◆ VORLIEGENDER TEXT:
Eine aktuelle Assoziation ist die mediterrane Flüchtlingskrise als spektakuläres Trauerspiel, das den Voyeurismus des globalen Nordens bedient. Die traditionelle »Schlachtplatte« steht (bildlich gesprochen) in einem grundlegenden Konflikt mit dem Empfänger, der aus Regionen stammt, in denen der Verzehr von Schweinefleisch inakzeptabel ist. Eine ähnliche Demütigung wie seinerzeit der Mais, den die Amerikaner den Deutschen anboten, was für diese Schweinefutter war. Der einzige Spott, von dem man sprechen kann, ist die Art und Weise, in der diese widersprüchlichen Überzeugungen in einem Theater der rituellen Akzeptanz dargestellt werden. Diese Arbeit soll Unbehagen hervorrufen, unabhängig davon, auf welcher Seite der Betrachter steht. Anders als BLING, das andere Video, bietet GLORIA keine offensichtliche Lösung. BLING ist eine Meditation über den Konsumwahn im kapitalistischen Zeitalter und die Abgründe, die mit der Verinnerlichung von Identitätsklischees verbunden sind, und dreht sich um das Motiv des »Blackamoor«.

MH: Mit »The Archive« wendest du dich dem Thema Raubkunst / Restitution zu. Mit Hilfe von Augmented Reality konnte man in deiner Ausstellung Objekte aus der Berliner Ethnologischen Sammlung sehen, die schon deshalb nicht real gezeigt werden können, weil sie durch die Verwendung toxischer archivarischer Substanzen kontaminiert sind. Du zeigst nun diese Objekte nicht nur in gespenstischer Gegenwart, sondern stellst auch Verbindungen zu Haiti her, da die Grafiken, die der von dir programmierten App als Trigger (für das Aufrufen ihrer Erscheinung) dienen, Teile des Sternhimmels von Haiti zum Zeitpunkt jenes großen Erdbebens zeigen, die eine andere Arbeit im gleichen Raum thematisiert.

◆ AUFGABE 1: Warum können die Objekte aus der Berliner Ethnologischen Sammlung laut dem Interviewauszug nicht real gezeigt werden?
◆ AUFGABE 2: Schreibe den Interviewauszug über die Arbeiten GLORIA, BLING und »The Archive« im Anschluss an seinen letzten Satz weiter.
Die Einträge haben mit dem Interviewauszug nichts zu tun.

◆ EINTRÄGE:
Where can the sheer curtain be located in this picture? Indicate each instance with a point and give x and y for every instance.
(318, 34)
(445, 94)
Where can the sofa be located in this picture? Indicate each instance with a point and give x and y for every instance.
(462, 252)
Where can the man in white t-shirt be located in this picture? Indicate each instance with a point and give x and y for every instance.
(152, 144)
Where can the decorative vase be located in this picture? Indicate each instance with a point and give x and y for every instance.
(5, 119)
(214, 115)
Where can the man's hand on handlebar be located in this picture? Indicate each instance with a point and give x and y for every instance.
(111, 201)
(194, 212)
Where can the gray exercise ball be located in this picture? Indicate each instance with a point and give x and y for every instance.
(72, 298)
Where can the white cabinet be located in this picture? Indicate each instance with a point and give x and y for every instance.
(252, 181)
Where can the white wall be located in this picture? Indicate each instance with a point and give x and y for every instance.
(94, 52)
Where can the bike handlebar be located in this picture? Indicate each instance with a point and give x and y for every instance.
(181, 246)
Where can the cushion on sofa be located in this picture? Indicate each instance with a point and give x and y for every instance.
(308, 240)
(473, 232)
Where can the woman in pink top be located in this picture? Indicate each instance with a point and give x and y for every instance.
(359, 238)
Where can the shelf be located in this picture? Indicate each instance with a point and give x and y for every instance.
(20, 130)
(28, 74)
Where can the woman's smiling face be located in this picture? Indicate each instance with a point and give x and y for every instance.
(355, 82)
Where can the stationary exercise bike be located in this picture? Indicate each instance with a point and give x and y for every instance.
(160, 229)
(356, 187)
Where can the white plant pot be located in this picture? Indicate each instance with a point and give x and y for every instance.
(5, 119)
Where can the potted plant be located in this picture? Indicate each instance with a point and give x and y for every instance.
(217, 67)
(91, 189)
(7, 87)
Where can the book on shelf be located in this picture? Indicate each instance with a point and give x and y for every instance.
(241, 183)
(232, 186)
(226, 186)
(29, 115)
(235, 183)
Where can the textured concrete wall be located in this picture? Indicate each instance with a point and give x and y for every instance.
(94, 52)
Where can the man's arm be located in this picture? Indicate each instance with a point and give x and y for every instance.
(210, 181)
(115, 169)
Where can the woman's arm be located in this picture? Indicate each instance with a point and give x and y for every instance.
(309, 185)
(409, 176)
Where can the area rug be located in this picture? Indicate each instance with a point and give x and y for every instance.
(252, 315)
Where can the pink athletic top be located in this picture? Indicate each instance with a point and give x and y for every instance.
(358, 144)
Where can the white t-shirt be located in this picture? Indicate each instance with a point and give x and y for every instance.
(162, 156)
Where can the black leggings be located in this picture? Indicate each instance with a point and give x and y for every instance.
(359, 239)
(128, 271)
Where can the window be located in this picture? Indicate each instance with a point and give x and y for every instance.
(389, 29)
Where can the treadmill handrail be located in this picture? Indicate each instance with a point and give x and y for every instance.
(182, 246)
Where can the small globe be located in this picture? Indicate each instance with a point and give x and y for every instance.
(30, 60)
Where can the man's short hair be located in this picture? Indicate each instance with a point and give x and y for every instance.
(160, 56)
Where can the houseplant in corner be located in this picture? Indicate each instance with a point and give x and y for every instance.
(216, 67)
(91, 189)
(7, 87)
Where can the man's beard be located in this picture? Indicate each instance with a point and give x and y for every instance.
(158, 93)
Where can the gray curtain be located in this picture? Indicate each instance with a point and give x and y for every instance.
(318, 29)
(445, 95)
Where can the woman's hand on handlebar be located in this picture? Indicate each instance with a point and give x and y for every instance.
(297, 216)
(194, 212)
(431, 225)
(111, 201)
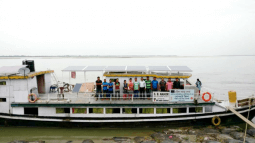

◆ LÖSUNG 1: Weil sie durch die Verwendung toxischer archivarischer Substanzen kontaminiert sind.

◆ LÖSUNG 2:
JUD: Das Berliner Archiv wurde 1838 gegründet und enthält Tausende von afrikanischen Kulturgütern, vom Alltäglichen bis zum Sensationellen. Zweifellos kann es insgesamt als ein Wissens-Schatz verstanden werden, sowohl für Deutschland als auch für Afrika. Mein Projekt reiht sich in eine seit langem geführte Diskussion über die Rückgabe von Kulturgütern ein. Es wäre ungenau, all diese Kulturgüter unbedingt als geraubt zu bezeichnen, aber ich bin sicher, dass sie an ihren Herkunftsorten fehlen.

Mein Anliegen als Künstler war es weniger, die Geschichte ihrer Herkunft darzulegen, als vielmehr einen Erfahrungsraum für sie zu schaffen. Es geht um Zeugenschaft, unter Einbeziehung ihres derzeitigen Zustands, wozu auch ihre Systematisierung mit Archivcodes zählt, sowie die daneben notierten Namen von Händlern, oder die erwähnten toxischen Substanzen.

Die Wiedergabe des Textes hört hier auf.